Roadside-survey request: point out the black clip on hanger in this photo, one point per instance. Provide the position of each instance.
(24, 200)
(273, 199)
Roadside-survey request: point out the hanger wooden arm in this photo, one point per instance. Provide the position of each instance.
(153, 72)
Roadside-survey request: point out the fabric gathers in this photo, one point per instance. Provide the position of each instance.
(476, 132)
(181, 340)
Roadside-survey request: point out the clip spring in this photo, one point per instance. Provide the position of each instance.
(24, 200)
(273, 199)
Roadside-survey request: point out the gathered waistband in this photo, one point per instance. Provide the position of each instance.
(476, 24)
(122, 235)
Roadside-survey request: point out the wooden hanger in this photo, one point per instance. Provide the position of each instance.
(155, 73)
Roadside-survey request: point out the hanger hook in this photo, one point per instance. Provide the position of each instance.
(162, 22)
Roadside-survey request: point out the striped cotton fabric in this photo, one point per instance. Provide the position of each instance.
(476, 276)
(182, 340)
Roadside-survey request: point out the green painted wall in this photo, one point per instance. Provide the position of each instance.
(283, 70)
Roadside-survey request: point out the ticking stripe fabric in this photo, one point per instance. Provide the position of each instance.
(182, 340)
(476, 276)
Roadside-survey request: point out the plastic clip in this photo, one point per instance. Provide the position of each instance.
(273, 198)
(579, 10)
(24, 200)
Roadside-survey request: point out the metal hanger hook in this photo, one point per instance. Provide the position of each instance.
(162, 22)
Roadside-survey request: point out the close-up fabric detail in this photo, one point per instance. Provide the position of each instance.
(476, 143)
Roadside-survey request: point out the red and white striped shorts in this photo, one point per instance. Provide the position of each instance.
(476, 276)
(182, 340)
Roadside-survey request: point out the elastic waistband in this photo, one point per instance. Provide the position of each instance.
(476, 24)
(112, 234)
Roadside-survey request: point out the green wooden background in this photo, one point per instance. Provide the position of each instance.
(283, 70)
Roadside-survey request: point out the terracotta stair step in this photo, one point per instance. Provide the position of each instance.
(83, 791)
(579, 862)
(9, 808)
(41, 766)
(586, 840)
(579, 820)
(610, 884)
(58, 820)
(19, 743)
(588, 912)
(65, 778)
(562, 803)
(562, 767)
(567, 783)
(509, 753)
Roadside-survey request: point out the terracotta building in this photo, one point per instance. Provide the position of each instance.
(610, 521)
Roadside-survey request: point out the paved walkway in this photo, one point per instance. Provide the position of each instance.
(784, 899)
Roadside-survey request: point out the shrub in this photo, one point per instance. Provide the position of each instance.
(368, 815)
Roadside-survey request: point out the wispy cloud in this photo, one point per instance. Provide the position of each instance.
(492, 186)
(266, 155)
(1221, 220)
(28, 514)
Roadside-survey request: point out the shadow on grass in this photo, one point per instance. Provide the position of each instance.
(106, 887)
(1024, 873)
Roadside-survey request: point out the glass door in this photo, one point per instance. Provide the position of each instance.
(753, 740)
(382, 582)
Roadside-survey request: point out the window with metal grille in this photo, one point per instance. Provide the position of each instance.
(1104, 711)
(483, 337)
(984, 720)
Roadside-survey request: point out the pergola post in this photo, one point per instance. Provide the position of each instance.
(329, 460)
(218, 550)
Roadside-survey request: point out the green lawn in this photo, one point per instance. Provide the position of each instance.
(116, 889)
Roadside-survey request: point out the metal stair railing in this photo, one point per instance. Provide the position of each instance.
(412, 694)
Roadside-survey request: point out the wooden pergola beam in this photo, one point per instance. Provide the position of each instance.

### Task details:
Repeat only the stretch of lines that opens with the line containing "Roadside-survey request: point out the wispy" and closes with the final line of the entries, both included, exactly as written.

### Solved problem:
Roadside-survey request: point out the wispy cloud in this photo, one point per instance. Provide the position of each instance.
(492, 186)
(266, 155)
(1221, 220)
(28, 514)
Roadside-survey request: point out the shadow on grass in this photo, one point per instance. Provide the position of each instance.
(106, 887)
(1024, 873)
Roadside-survey request: point out the glass door in this photo, one point per instance. Provide the position of each instance.
(753, 740)
(382, 582)
Roadside-survey request: point out the window with metal grille in this photo, one point per instance. Provide the position of each instance.
(1104, 711)
(483, 337)
(984, 720)
Roadside-survey request: point out the pergola post in this photo, one point per instance. Provide the position of each instance.
(329, 460)
(218, 550)
Roadside-survey request: point out the green lawn in this photo, one point per instance. Provide the position of each instance.
(116, 889)
Roadside-survey request: point out the metal stair railing in this photo, one point per instance. Provide the position of each instance.
(412, 694)
Roadside-survey request: point out the wooden pergola beam in this photo, one point per instance. Provide the position of each instance.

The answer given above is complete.